EXERCISE DETAILS
Quote each line exactly, from the line that contains "Target: blurred object in background" down to the last line of the listing, and no other lines.

Dataset rows on where objects appear
((

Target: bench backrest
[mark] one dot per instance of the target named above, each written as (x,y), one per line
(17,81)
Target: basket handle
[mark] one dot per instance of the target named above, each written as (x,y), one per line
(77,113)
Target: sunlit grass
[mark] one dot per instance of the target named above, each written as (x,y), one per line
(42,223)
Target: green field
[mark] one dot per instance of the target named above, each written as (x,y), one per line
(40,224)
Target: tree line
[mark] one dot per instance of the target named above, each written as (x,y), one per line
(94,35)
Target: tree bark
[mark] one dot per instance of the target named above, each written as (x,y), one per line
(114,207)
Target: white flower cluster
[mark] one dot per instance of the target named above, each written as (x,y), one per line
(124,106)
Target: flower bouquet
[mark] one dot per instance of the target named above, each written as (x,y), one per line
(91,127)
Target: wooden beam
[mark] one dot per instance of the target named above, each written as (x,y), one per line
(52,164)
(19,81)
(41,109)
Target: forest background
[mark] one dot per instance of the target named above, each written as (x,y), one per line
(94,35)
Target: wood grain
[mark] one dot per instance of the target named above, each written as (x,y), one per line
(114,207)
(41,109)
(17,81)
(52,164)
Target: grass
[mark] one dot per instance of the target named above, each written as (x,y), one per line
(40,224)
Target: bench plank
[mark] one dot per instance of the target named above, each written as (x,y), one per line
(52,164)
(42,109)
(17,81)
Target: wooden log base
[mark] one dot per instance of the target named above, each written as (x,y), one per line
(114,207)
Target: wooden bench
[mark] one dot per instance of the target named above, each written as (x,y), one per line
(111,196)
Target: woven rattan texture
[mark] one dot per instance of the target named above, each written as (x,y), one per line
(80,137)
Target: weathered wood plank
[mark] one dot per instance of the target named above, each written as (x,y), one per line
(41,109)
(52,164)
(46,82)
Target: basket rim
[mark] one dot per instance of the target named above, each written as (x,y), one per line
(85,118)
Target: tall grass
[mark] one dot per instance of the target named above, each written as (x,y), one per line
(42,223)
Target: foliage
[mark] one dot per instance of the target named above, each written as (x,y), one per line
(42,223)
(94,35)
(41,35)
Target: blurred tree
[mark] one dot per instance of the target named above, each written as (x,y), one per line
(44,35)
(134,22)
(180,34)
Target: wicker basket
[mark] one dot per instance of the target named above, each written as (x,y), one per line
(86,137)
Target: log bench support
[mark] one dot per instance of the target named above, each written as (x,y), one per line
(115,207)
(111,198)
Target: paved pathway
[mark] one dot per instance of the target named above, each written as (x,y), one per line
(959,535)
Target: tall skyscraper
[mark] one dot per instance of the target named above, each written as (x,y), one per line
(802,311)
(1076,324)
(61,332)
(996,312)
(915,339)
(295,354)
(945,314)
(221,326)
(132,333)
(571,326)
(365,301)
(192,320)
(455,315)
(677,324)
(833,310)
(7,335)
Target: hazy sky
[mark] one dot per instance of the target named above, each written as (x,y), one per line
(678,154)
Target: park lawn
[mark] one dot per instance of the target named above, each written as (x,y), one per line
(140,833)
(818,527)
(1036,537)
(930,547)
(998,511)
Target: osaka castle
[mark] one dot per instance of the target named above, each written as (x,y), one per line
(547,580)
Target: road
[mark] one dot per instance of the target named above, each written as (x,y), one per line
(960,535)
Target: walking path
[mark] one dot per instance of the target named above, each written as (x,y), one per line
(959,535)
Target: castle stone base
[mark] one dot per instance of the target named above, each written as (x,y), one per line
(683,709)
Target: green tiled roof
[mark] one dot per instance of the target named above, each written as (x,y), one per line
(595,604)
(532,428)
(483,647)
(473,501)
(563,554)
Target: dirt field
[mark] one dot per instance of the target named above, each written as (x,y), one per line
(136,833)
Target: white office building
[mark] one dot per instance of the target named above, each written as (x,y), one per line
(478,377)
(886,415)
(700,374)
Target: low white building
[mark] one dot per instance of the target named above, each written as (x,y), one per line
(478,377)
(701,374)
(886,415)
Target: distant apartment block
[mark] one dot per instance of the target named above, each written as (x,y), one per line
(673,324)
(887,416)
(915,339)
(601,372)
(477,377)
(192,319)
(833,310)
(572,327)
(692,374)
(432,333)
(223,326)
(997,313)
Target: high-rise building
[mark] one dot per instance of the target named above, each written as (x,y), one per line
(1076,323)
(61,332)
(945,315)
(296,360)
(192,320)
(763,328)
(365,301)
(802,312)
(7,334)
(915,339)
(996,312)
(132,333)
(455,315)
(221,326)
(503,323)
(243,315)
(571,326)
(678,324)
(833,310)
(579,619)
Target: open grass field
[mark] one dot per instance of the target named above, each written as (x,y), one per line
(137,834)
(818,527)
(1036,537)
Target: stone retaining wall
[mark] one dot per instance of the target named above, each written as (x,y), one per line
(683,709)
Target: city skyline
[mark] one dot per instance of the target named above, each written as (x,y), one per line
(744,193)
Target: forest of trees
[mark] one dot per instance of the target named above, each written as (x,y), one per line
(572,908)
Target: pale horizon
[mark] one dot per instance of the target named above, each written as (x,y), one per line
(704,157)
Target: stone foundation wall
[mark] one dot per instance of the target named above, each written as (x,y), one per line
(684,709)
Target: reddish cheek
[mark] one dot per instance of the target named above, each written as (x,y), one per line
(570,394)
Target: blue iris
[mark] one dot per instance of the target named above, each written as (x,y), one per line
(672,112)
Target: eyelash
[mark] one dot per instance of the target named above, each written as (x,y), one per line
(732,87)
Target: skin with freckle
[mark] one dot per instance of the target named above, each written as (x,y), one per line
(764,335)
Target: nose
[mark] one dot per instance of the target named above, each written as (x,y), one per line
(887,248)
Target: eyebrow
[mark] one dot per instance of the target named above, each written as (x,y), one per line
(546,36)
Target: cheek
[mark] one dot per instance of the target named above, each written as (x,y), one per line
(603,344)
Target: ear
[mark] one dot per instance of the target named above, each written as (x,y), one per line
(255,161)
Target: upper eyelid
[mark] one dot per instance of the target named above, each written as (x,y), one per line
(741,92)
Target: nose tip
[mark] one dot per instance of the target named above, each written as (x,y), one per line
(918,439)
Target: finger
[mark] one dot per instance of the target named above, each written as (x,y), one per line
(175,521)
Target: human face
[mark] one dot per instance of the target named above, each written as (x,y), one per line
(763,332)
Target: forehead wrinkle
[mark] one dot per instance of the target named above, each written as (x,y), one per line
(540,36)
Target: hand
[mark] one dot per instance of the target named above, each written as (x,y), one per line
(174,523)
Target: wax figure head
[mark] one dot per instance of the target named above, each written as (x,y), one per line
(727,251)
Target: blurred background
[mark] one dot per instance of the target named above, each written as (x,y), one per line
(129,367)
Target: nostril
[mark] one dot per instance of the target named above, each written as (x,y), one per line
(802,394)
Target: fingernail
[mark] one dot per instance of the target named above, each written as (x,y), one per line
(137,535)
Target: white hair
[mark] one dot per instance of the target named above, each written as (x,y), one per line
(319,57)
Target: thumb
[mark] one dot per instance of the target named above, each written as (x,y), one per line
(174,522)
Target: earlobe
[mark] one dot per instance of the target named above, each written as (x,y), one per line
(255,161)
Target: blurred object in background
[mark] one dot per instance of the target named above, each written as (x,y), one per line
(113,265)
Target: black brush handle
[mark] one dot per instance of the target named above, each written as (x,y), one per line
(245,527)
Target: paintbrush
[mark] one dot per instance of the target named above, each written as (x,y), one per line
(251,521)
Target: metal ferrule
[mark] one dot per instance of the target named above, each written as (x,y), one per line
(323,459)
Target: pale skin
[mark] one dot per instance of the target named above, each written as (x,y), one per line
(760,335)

))

THE REPLY
Target: blurred object in background
[mark] one dot per instance of the target named above, each written as (x,y), one per line
(113,265)
Target: black brush handle
[mark] one dot per instance of the target named above, each written as (x,y), one per line
(245,527)
Target: paintbrush
[mark] one dot per instance of the target named above, each written as (x,y), one per line
(251,521)
Target: metal ferrule
[mark] one dot per instance of the target named above, each written as (x,y), one per line
(323,459)
Target: pale skin
[mark] one dot per instance of the target named above, each written as (x,y), one per line
(760,335)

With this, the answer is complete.